_FRAGMENTO SELECCIONADO_.
◆ ◆ ◆

A vueltas con las falacias
P. Fernando Pascual
20-7-2013
Las falacias incomodan y, en ocasiones, engañan. Lo sabían Platón y Aristóteles, que analizaron
ejemplos de cómo unas frases pueden tener apariencia de verdad y estar construidas sobre algo
falso. Lo saben tantos hombres y mujeres del pasado y del presente. Unos, porque usan falacias con
más o menos conciencia. Otros, porque las “reciben” con más o menos atención.
Por eso es importante estudiar las falacias: sus tipos, sus orígenes, sus aplicaciones. Pero quedarse
en un estudio teórico puede hacernos olvidar algunos problemas que están muy relacionados con las
falacias. Vamos a fijarnos en dos: en el modo en el que nacen, y en los resultados que producen.
Una falacia surge cuando una persona, con o sin malicia, con o sin conciencia de lo que está
haciendo, formula un argumento engañoso. Tal falacia puede proceder de otros: apareció en un
libro, fue repetida en un programa de radio o televisión, la defendió un profesor universitario
(también en la universidad hay falacias), la hizo suya un familiar o un amigo.

◆ ◆ ◆

_EJERCICIO 1_. Traduce al inglés esta oración del fragmento sobre las falacias: "Por eso es importante estudiar las falacias: sus tipos, sus orígenes, sus aplicaciones."
_EJERCICIO 2_. Prosigue el fragmento sobre las falacias a partir de su última oración.

_INFORMACIÓN PROPORCIONADA_.
◆ ◆ ◆

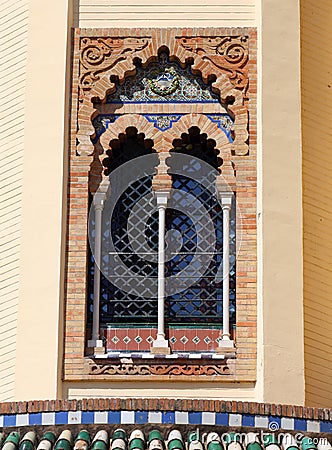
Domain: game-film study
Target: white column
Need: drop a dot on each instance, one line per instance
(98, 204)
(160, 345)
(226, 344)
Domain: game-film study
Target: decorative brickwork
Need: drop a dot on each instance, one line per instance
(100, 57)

◆ ◆ ◆

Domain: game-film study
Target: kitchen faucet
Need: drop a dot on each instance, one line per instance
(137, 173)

◆ ◆ ◆

_ESPACIO DE RESPUESTA 1_. That is why it is important to study fallacies: their types, their origins, their applications.

_ESPACIO DE RESPUESTA 2_.
Notamos, así, que existen muchos caminos por los que una falacia llega a la propia vida. Como algo
natural y ordinario, pasa de la mente a los labios (o al teclado): quien acogió una falacia luego la
puede transmitir a otros.
Otras veces la falacia es el resultado de un razonamiento personal. De nuevo, esto puede ocurrir
simplemente por prisas o por falta de atención: pensé el argumento y lo formulé, sin darme cuenta
de que se trataba de una falacia. O puede ser el resultado de una actitud maliciosa: uno quiere
engañar, y elabora y ofrece un argumento engañoso con el deseo de vencer un debate, de enredar a
un amigo despistado, de conseguir ventajas en el trabajo, de librarse de una tarea molesta para que
recaiga en otros hombros.
El origen de las falacias, por lo tanto, es complejo y variado. Escuchar una argumentación engañosa
no permite tener muy claro lo que pueda haber en la mente y en el corazón de quien la ha
formulado.
Miremos ahora el efecto que producen las falacias. En algunos producen un engaño: la falacia
“funcionó”, una persona aceptó un razonamiento incorrecto. Tal vez con algún resultado
beneficioso: miles de personas no votaron por un mal político porque los “adversarios” usaron
falacias eficaces. Pero no por ello el método usado fue correcto: que una falacia resulte
“beneficiosa” no reduce uno de sus efectos más dañinos que consiste en herir la confianza que es
necesaria para entablar buenas relaciones humanas.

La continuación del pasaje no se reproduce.